Repos vs Directories

  • Repositories are timelines of the entire project, including all changes made previously.
  • Directories, or ‘working directories’ are projects at their current state in time.
  • Any local directory interacting with a repository is technically a repository itself, however, it is better to call these directories ‘local repositories’, as they are instances of a remote repository.

Workflow Diagram

  • This diagram shows a little bit about how the basic Git workflow process works
  • The staging area is the bundle of all the modifications to the project that are going to be committed.
  • A ‘commit’ is similar to taking a snapshot of the current state of the project, then storing it on a timeline.

Main Git commands

  • git init: Initialises a new Git repository.
  • git clone: Copies an existing Git repository.
  • git add: Adds changes to the staging area.
  • git commit: Commits changes to the repository.
  • git push: Pushes changes to a remote repository.
  • git pull: Pulls changes from a remote repository.
  • git status: Shows the status of the working directory.
  • git log: Shows the commit history.
  • git branch: Shows the branches in the repository.
  • git checkout: Switches branches.

Git documentation

Hands-on: Git and GitHub 🤲🏽

Let’s create a repository together

  • Let’s create a new repository on GitHub from scratch!
  • We will create it in our local machine and push it to GitHub.
  • Next class, I will show you how to clone it and make changes.
  • We will also learn how to create branches, merge them, and resolve conflicts.

Let’s do it! 🚀

Creating a new repository

  1. I will create a new folder/directory in my computer: my_project
  2. Open the bash/zsh Terminal and go to the my_project directory
  3. I will copy the my_project directory path into a text document
  4. I will try to add this folder to the staging area.
mkdir my-project
cd my-project
git add .
  1. Error!
  1. We need to initialise the repository. Do not do that in your home directory!
git init

Adding/Removing files from the repo

  1. Check the staging area status.
git status
  1. Let’s add a 01-cleaning-data.py file to the staging area. Then, check its status.
touch 01-cleaning-data.py
git add 01-cleaning-data.py
git status

Adding/Removing files from the repo

  1. Now let’s create more files and add them to the staging area.
touch 02-exploratory-data-analysis.py
touch 03-modelling.py
touch 04-visualisation.py
git add .

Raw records
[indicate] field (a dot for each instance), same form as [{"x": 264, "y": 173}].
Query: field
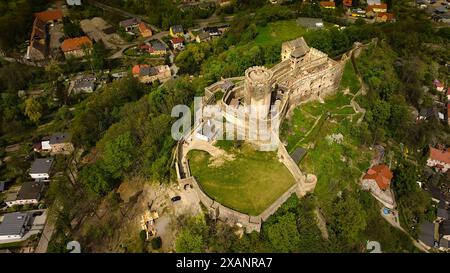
[
  {"x": 243, "y": 183},
  {"x": 278, "y": 32}
]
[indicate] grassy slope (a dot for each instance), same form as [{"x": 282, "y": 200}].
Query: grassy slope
[
  {"x": 278, "y": 32},
  {"x": 243, "y": 184}
]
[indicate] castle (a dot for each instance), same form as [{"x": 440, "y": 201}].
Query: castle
[{"x": 263, "y": 96}]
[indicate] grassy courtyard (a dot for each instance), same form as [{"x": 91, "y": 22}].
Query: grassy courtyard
[
  {"x": 250, "y": 183},
  {"x": 278, "y": 32}
]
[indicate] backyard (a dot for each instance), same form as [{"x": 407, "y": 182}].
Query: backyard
[{"x": 242, "y": 183}]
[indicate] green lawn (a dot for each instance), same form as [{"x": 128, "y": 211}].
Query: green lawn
[
  {"x": 250, "y": 183},
  {"x": 278, "y": 32}
]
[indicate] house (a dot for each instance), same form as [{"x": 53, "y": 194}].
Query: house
[
  {"x": 29, "y": 193},
  {"x": 438, "y": 85},
  {"x": 213, "y": 31},
  {"x": 177, "y": 43},
  {"x": 202, "y": 36},
  {"x": 427, "y": 113},
  {"x": 384, "y": 17},
  {"x": 381, "y": 174},
  {"x": 377, "y": 180},
  {"x": 41, "y": 168},
  {"x": 327, "y": 4},
  {"x": 60, "y": 143},
  {"x": 382, "y": 7},
  {"x": 439, "y": 159},
  {"x": 38, "y": 48},
  {"x": 147, "y": 74},
  {"x": 373, "y": 2},
  {"x": 144, "y": 30},
  {"x": 76, "y": 46},
  {"x": 176, "y": 30},
  {"x": 358, "y": 13},
  {"x": 310, "y": 23},
  {"x": 157, "y": 47},
  {"x": 50, "y": 16},
  {"x": 14, "y": 225},
  {"x": 130, "y": 24},
  {"x": 84, "y": 85},
  {"x": 73, "y": 2}
]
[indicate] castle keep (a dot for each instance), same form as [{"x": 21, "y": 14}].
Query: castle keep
[{"x": 263, "y": 96}]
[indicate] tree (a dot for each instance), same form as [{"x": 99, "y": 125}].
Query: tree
[
  {"x": 33, "y": 109},
  {"x": 118, "y": 155},
  {"x": 349, "y": 218},
  {"x": 283, "y": 235}
]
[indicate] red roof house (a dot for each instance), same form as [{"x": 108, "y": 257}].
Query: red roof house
[{"x": 381, "y": 174}]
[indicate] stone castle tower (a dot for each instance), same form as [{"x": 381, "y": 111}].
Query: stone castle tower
[{"x": 258, "y": 90}]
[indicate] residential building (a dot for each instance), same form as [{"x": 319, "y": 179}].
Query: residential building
[
  {"x": 84, "y": 85},
  {"x": 176, "y": 30},
  {"x": 202, "y": 36},
  {"x": 50, "y": 16},
  {"x": 213, "y": 31},
  {"x": 377, "y": 180},
  {"x": 73, "y": 2},
  {"x": 147, "y": 74},
  {"x": 382, "y": 7},
  {"x": 130, "y": 24},
  {"x": 41, "y": 168},
  {"x": 327, "y": 4},
  {"x": 144, "y": 30},
  {"x": 310, "y": 23},
  {"x": 29, "y": 193},
  {"x": 38, "y": 48},
  {"x": 439, "y": 159},
  {"x": 60, "y": 143},
  {"x": 438, "y": 85},
  {"x": 157, "y": 48},
  {"x": 14, "y": 225},
  {"x": 76, "y": 46},
  {"x": 177, "y": 43},
  {"x": 384, "y": 17}
]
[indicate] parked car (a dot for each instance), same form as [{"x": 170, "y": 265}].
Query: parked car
[{"x": 175, "y": 198}]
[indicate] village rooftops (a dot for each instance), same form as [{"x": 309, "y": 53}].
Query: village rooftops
[
  {"x": 41, "y": 165},
  {"x": 30, "y": 190},
  {"x": 60, "y": 138},
  {"x": 310, "y": 22},
  {"x": 327, "y": 4},
  {"x": 75, "y": 43},
  {"x": 14, "y": 223},
  {"x": 130, "y": 22},
  {"x": 381, "y": 174},
  {"x": 440, "y": 155},
  {"x": 49, "y": 15}
]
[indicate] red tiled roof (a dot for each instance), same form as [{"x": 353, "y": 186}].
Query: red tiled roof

Problems and tasks
a. Summarize the Git text in two sentences.
b. In the Git text, what does the git log command show?
c. Repeat the part of the Git text starting at "Git documentation" and ending at "and make changes.".

Results in order
a. Repositories are timelines of an entire project, while directories are projects at their current state. Commits are snapshots stored on that timeline, and the text lists main commands such as git init, git add, git commit and git push before walking through creating a new repository, where git init must be run before files can be added to the staging area.

b. It shows the commit history.

c.
Git documentation

Hands-on: Git and GitHub 🤲🏽

Let’s create a repository together

  • Let’s create a new repository on GitHub from scratch!
  • We will create it in our local machine and push it to GitHub.
  • Next class, I will show you how to clone it and make changes.